--- EXERCISE DATA ---

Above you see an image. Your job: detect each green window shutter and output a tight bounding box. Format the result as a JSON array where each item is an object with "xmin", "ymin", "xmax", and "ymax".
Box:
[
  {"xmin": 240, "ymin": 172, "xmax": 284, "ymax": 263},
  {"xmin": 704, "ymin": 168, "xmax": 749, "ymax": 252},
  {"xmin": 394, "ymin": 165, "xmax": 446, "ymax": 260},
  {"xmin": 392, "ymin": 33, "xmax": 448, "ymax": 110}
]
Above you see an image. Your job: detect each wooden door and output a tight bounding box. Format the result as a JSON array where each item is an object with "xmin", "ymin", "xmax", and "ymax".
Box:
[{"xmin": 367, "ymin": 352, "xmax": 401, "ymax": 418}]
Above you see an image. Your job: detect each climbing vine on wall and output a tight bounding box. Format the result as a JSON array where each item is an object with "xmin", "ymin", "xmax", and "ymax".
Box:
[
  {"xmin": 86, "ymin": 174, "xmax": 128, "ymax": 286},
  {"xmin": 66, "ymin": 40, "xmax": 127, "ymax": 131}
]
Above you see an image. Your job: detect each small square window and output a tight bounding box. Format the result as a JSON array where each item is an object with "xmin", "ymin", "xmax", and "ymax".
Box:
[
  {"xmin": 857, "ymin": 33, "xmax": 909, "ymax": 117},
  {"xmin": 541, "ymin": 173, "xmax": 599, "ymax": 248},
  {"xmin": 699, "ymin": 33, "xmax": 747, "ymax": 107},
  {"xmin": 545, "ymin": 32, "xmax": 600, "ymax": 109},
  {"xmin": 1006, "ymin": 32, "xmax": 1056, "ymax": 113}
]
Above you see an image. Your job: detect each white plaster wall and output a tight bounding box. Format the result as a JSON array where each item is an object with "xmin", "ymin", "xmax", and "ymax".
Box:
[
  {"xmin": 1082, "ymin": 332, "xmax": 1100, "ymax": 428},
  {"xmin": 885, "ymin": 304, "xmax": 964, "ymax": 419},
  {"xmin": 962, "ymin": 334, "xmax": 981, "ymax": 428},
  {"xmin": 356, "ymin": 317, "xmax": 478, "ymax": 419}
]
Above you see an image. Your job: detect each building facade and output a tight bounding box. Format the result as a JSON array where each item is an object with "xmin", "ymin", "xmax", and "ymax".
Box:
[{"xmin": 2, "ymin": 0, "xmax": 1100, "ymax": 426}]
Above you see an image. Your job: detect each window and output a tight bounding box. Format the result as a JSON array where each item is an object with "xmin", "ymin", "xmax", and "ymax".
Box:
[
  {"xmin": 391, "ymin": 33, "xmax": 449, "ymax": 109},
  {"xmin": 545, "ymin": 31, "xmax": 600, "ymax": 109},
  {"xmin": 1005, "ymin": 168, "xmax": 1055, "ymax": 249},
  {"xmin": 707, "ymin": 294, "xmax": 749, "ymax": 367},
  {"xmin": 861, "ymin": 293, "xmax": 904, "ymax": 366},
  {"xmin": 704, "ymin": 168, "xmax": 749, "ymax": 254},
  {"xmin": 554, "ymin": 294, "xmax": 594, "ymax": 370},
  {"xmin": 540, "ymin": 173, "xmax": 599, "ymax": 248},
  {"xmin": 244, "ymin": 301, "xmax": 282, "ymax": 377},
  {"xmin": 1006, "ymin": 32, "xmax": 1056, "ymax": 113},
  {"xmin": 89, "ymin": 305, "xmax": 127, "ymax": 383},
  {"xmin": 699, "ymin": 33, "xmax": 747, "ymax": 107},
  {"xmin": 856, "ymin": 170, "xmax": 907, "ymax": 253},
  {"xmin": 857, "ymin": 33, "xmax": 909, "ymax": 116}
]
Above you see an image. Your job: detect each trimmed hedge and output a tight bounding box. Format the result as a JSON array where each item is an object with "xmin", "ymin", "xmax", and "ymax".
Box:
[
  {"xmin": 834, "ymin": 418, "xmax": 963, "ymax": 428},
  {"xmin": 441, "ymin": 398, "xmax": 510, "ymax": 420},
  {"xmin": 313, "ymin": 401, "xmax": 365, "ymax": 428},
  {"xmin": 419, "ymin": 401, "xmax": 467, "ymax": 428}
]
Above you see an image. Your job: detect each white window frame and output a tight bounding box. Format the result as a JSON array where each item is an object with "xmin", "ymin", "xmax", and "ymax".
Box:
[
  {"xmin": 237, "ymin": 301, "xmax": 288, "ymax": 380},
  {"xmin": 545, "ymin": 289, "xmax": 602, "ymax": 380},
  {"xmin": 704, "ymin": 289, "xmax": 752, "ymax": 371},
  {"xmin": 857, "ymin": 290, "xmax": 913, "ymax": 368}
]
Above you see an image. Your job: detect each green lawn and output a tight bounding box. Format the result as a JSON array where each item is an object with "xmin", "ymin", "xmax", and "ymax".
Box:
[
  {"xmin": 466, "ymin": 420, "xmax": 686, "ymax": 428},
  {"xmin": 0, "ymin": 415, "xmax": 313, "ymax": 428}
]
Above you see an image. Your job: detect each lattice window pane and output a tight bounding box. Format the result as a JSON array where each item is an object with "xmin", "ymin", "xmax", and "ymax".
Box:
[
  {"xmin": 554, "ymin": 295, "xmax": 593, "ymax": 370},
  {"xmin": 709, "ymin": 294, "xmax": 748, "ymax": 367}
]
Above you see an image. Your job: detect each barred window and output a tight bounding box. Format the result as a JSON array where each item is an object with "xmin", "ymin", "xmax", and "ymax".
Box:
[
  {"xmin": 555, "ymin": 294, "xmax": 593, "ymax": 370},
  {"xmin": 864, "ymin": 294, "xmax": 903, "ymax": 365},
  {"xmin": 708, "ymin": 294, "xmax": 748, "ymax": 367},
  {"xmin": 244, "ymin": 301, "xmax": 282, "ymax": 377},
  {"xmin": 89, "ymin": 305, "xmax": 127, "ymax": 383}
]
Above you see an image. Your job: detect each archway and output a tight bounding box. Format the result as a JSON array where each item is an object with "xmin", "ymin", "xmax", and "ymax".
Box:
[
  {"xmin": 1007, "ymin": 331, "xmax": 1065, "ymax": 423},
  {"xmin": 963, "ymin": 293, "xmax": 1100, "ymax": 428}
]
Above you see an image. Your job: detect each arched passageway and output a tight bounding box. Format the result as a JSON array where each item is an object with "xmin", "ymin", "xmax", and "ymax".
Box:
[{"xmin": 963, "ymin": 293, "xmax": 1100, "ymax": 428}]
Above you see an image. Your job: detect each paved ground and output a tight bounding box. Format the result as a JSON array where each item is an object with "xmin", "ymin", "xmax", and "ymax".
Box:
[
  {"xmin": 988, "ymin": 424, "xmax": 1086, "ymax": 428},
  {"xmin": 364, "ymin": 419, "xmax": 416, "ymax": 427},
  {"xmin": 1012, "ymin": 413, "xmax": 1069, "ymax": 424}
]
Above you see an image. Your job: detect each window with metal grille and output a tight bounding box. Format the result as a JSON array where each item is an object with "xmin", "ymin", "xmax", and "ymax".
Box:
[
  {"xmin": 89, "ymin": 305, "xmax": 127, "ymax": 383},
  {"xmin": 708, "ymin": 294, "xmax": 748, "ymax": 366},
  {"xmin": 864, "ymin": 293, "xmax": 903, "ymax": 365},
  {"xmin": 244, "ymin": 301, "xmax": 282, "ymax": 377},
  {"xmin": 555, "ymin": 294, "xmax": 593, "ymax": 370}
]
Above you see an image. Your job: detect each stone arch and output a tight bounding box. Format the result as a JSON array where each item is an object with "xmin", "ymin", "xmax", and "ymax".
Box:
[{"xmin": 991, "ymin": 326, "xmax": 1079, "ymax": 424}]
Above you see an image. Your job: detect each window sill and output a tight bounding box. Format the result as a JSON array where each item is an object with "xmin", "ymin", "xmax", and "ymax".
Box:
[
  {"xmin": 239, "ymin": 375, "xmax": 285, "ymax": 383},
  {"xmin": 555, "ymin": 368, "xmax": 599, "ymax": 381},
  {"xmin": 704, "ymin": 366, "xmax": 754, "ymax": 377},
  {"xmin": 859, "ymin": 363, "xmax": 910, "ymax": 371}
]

---

* EXERCISE *
Print exactly the lines from the beginning of the entries through the line with "Above you see an image. Your job: detect each white plaster". Output nothing more.

* ANSWER TO THIS PROBLEM *
Above you see an image. Your job: detect each green window shutter and output a tight bounding box. Format the result as a JSON array where each item is an object with "xmin", "ymin", "xmax", and "ymax".
Box:
[
  {"xmin": 240, "ymin": 172, "xmax": 284, "ymax": 263},
  {"xmin": 704, "ymin": 168, "xmax": 749, "ymax": 252},
  {"xmin": 394, "ymin": 165, "xmax": 446, "ymax": 260},
  {"xmin": 392, "ymin": 33, "xmax": 448, "ymax": 110}
]
Above you see an image. Your job: detect each wooden door and output a tight bounding box. Format the result as a JSON array where each item is an object with "xmin", "ymin", "xmax", and "ymax".
Box:
[{"xmin": 367, "ymin": 352, "xmax": 401, "ymax": 418}]
Above you see an image. Your job: detect each climbing vine on wall and output a tight bounding box. Format the result as a JSON array where each item is an object with "xmin", "ymin", "xmax", and "ymax".
Box:
[
  {"xmin": 86, "ymin": 174, "xmax": 128, "ymax": 286},
  {"xmin": 66, "ymin": 40, "xmax": 127, "ymax": 131}
]
Above you see an image. Your job: detect each small square window and output a tight bounding box. Format the result as a JSON array where each item is an object with "xmin", "ymin", "xmax", and "ymax".
Box:
[
  {"xmin": 857, "ymin": 33, "xmax": 909, "ymax": 117},
  {"xmin": 541, "ymin": 173, "xmax": 599, "ymax": 248},
  {"xmin": 699, "ymin": 33, "xmax": 747, "ymax": 107},
  {"xmin": 545, "ymin": 32, "xmax": 600, "ymax": 109},
  {"xmin": 1006, "ymin": 32, "xmax": 1056, "ymax": 113}
]
Above you see an image. Your job: detect each white plaster wall and output a tight bounding box. Format the result as a JSON array where each item is an object with "xmin", "ymin", "xmax", and "ymax".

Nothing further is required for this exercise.